Task objective>
Tally the lines below that hold the string "railing", and report the tally by itself.

Point-per-instance localization data:
== Segment start ==

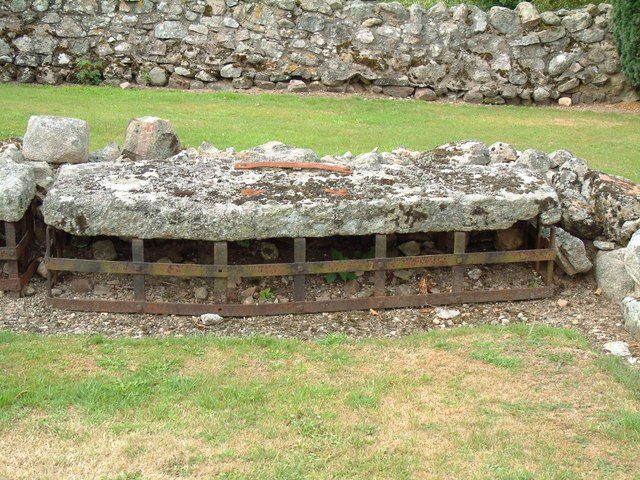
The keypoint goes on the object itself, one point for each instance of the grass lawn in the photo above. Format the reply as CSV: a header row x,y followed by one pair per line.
x,y
608,141
487,403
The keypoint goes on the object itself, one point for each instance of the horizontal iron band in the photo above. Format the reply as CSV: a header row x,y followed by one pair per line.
x,y
239,310
308,268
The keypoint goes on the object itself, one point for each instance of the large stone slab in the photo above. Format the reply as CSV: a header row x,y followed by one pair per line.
x,y
17,189
56,140
201,195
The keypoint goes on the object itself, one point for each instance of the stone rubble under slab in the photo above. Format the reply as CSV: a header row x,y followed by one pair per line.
x,y
201,196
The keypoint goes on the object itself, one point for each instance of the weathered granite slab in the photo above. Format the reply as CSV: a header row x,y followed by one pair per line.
x,y
200,195
17,189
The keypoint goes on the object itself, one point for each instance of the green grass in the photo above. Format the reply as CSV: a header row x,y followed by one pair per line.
x,y
608,141
478,403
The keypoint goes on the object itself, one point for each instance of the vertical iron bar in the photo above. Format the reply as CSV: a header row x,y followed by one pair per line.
x,y
380,276
299,256
459,241
221,258
137,255
11,241
538,241
552,244
47,255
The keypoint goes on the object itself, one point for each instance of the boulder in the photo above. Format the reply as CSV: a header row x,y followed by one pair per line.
x,y
632,257
56,140
501,152
158,77
615,201
631,315
170,30
529,16
611,276
468,152
150,138
571,254
225,196
17,189
504,20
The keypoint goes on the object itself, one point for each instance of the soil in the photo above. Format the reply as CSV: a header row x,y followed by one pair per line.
x,y
575,304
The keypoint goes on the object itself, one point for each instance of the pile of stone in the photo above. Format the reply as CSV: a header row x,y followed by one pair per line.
x,y
464,185
498,56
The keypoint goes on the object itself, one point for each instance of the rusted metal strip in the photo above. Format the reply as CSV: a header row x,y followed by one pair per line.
x,y
380,276
299,257
295,166
459,245
240,310
11,242
552,243
17,252
309,268
137,255
220,259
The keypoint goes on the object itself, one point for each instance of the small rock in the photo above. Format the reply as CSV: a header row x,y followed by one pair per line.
x,y
351,287
475,274
604,245
509,239
42,269
102,289
611,275
104,250
631,315
56,140
269,251
247,293
564,101
501,152
297,86
28,291
447,313
150,138
81,285
617,348
209,319
201,293
410,249
404,274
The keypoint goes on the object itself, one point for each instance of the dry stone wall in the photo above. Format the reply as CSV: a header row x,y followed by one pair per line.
x,y
503,55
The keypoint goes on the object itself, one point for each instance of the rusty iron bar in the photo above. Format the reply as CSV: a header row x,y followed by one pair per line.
x,y
137,255
550,263
308,268
299,269
242,310
380,275
459,246
221,259
15,252
299,279
294,166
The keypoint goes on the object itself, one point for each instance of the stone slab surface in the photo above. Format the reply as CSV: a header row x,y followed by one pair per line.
x,y
17,189
200,195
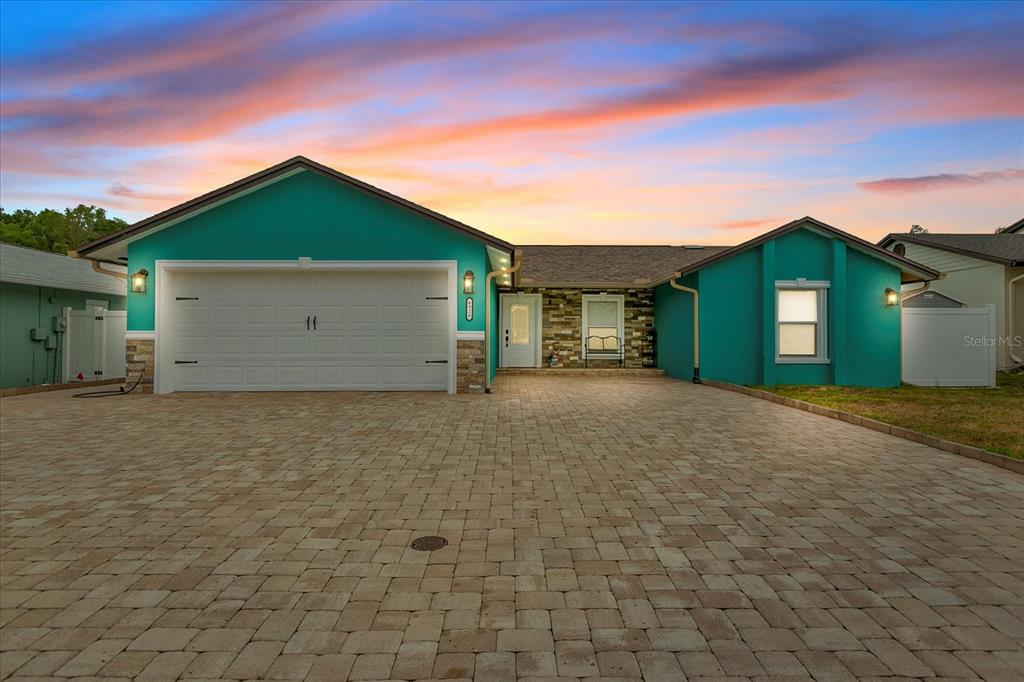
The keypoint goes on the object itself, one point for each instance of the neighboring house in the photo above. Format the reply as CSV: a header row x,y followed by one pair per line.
x,y
300,278
980,269
36,287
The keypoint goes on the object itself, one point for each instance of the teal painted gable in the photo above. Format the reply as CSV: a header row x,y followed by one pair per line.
x,y
737,315
306,214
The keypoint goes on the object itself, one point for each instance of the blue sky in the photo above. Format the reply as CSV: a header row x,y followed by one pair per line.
x,y
664,123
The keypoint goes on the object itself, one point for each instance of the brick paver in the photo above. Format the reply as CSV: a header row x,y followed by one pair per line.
x,y
598,527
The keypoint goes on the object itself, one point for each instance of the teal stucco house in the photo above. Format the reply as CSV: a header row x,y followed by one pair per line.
x,y
301,278
39,294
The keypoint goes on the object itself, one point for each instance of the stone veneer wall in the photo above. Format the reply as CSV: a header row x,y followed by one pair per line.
x,y
561,322
138,357
469,367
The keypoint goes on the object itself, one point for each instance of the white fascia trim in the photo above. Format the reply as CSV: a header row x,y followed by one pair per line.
x,y
162,266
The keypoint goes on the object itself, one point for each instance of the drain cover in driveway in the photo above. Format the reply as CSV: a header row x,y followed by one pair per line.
x,y
428,543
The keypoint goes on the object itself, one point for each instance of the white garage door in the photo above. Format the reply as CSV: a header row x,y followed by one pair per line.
x,y
302,330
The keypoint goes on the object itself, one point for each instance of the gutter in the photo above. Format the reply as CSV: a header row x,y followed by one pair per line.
x,y
696,325
486,317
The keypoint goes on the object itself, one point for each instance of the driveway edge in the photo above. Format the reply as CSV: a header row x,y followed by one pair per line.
x,y
898,431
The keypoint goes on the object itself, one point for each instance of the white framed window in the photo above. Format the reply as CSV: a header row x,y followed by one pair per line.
x,y
602,322
802,322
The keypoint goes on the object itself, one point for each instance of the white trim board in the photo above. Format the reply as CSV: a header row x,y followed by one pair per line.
x,y
161,306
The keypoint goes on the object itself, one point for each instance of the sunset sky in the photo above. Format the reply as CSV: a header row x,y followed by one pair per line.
x,y
550,123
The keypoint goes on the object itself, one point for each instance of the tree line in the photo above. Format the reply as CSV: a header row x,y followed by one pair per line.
x,y
57,231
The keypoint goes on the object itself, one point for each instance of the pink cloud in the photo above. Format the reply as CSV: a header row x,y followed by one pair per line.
x,y
941,181
748,224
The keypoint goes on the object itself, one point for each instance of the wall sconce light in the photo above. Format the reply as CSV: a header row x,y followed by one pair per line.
x,y
138,281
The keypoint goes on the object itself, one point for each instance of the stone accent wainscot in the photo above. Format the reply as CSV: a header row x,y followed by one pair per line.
x,y
469,367
139,358
561,323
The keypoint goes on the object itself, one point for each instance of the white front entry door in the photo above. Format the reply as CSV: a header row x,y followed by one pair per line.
x,y
520,330
318,330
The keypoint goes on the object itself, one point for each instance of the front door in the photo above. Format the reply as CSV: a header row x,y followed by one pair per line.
x,y
519,333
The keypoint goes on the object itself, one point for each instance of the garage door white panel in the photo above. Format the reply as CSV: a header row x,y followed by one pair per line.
x,y
310,330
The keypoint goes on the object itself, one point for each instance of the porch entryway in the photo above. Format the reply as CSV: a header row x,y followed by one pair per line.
x,y
519,342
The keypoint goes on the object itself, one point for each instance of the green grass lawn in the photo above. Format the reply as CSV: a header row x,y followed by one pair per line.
x,y
988,418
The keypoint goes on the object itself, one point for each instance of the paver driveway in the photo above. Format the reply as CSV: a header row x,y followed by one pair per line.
x,y
598,527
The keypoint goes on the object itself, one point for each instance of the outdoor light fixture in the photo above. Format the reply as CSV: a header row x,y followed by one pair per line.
x,y
138,281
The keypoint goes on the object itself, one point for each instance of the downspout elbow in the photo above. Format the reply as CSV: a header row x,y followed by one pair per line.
x,y
696,325
486,316
1012,327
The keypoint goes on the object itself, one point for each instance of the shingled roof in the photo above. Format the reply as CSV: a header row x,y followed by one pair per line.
x,y
605,265
1005,248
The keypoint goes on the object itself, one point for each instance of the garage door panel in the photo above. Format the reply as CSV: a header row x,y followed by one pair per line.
x,y
363,314
192,376
248,331
193,314
225,376
364,345
261,314
364,376
295,376
294,346
261,345
261,376
329,345
227,345
194,345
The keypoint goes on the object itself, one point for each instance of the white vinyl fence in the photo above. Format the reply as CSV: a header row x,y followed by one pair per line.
x,y
949,346
94,344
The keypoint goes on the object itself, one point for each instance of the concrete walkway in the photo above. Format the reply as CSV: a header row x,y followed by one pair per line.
x,y
614,527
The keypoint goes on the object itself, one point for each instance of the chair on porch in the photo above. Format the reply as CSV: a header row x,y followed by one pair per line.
x,y
603,347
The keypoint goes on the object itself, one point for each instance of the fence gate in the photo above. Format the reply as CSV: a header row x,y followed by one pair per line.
x,y
949,346
94,344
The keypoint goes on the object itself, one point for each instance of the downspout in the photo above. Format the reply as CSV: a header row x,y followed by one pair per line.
x,y
486,317
914,292
696,325
1013,323
97,268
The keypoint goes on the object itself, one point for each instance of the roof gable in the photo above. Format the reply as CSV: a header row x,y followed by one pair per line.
x,y
114,244
911,270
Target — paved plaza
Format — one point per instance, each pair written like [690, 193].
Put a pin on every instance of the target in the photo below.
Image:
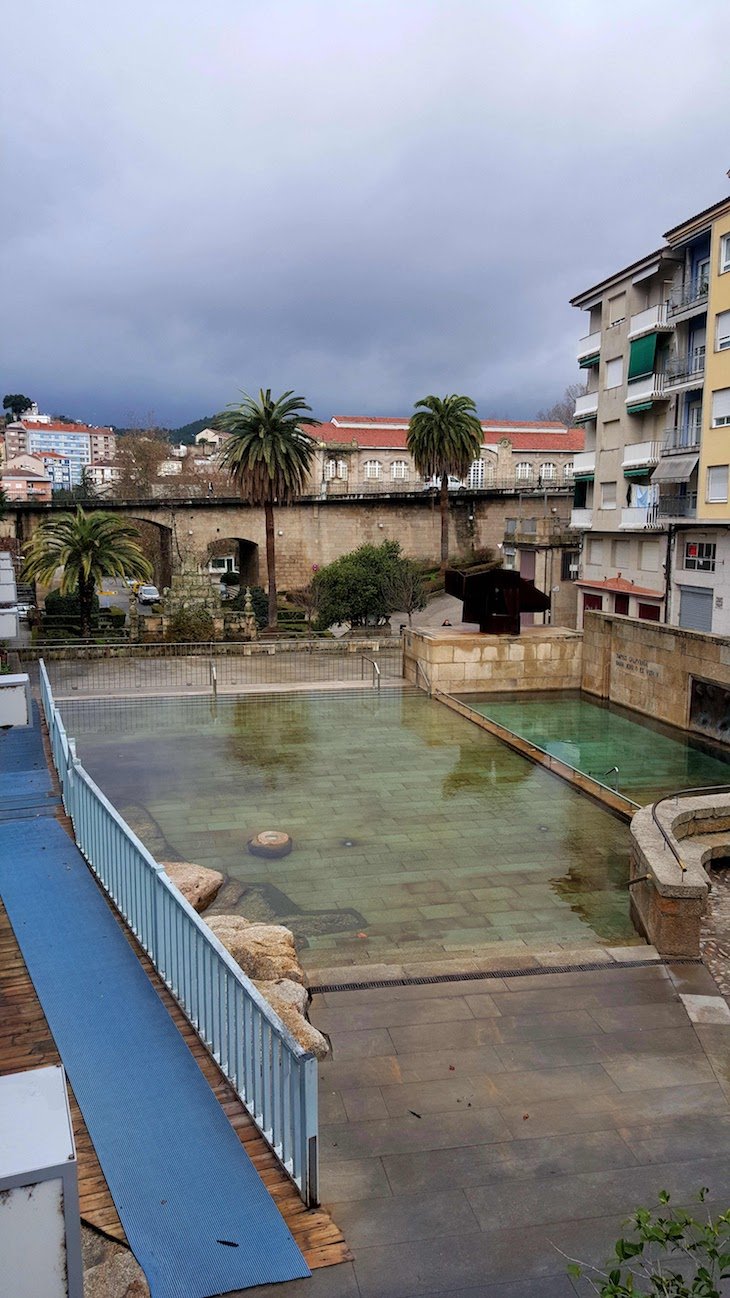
[474, 1133]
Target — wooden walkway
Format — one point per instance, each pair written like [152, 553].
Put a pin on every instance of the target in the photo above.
[26, 1042]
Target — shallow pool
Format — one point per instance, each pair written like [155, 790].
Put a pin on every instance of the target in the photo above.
[594, 737]
[416, 835]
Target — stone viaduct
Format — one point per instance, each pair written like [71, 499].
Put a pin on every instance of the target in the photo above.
[311, 532]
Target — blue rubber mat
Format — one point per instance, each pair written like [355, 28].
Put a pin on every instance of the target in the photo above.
[195, 1211]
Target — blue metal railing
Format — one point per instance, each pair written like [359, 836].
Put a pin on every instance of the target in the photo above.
[273, 1075]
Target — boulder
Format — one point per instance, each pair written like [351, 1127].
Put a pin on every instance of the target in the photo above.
[263, 950]
[198, 884]
[290, 1000]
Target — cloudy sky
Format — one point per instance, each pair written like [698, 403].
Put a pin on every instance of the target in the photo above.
[363, 200]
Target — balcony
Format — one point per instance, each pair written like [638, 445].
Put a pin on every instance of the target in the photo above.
[679, 439]
[586, 408]
[581, 519]
[638, 519]
[655, 319]
[643, 392]
[585, 464]
[673, 505]
[641, 454]
[589, 351]
[685, 371]
[690, 300]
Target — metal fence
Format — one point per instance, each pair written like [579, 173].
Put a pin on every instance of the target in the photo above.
[168, 669]
[273, 1075]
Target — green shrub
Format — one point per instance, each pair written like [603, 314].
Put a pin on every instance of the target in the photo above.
[190, 626]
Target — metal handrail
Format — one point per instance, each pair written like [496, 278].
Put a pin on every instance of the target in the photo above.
[682, 793]
[273, 1075]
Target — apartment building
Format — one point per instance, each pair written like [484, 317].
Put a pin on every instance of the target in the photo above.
[359, 454]
[79, 444]
[656, 414]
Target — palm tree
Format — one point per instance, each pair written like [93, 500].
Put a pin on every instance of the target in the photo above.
[444, 436]
[87, 547]
[268, 456]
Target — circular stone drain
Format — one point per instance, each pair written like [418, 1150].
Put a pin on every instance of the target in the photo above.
[270, 843]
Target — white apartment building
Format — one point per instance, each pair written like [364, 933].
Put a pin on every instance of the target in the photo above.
[656, 360]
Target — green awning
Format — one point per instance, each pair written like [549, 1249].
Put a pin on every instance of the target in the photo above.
[642, 357]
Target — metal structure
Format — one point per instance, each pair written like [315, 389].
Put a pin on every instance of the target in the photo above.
[272, 1074]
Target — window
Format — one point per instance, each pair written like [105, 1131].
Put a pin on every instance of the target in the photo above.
[699, 556]
[717, 484]
[617, 309]
[721, 408]
[476, 478]
[569, 565]
[722, 331]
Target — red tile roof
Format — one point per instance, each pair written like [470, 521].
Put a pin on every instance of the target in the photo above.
[621, 587]
[391, 434]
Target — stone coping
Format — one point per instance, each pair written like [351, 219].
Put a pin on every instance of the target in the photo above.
[686, 822]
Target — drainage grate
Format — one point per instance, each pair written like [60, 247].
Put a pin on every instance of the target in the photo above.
[478, 975]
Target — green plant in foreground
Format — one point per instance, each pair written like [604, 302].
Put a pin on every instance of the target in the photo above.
[667, 1254]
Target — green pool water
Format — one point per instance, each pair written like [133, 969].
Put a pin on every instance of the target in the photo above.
[416, 835]
[652, 758]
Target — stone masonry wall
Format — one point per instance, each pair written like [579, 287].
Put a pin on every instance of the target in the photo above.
[650, 666]
[541, 658]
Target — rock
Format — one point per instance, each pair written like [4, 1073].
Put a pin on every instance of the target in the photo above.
[198, 884]
[263, 950]
[290, 1000]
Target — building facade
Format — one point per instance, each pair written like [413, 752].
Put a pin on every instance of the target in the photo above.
[656, 413]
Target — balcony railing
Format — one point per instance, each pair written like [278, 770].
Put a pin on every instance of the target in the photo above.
[639, 518]
[683, 370]
[581, 518]
[589, 345]
[641, 453]
[690, 295]
[587, 406]
[679, 439]
[678, 506]
[650, 321]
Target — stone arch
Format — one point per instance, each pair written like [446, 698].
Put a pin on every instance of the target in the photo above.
[242, 552]
[156, 540]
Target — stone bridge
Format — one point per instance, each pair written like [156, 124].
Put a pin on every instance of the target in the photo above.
[311, 532]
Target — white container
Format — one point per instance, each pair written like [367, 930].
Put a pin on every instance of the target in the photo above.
[39, 1209]
[14, 704]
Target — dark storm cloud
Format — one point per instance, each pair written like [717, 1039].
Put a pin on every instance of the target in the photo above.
[364, 201]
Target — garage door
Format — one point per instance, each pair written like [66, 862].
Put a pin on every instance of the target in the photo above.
[695, 608]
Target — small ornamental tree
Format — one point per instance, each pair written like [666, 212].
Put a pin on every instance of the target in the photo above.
[667, 1253]
[361, 588]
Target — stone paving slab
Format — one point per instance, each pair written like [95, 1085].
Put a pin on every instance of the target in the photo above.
[515, 1137]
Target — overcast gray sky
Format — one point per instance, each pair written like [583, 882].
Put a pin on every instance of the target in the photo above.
[364, 200]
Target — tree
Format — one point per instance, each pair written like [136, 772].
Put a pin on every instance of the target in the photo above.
[361, 587]
[564, 409]
[444, 436]
[268, 456]
[16, 404]
[87, 547]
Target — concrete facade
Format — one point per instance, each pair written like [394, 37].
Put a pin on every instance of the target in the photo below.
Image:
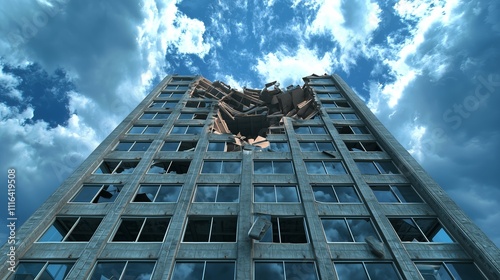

== Segment end ==

Answer below>
2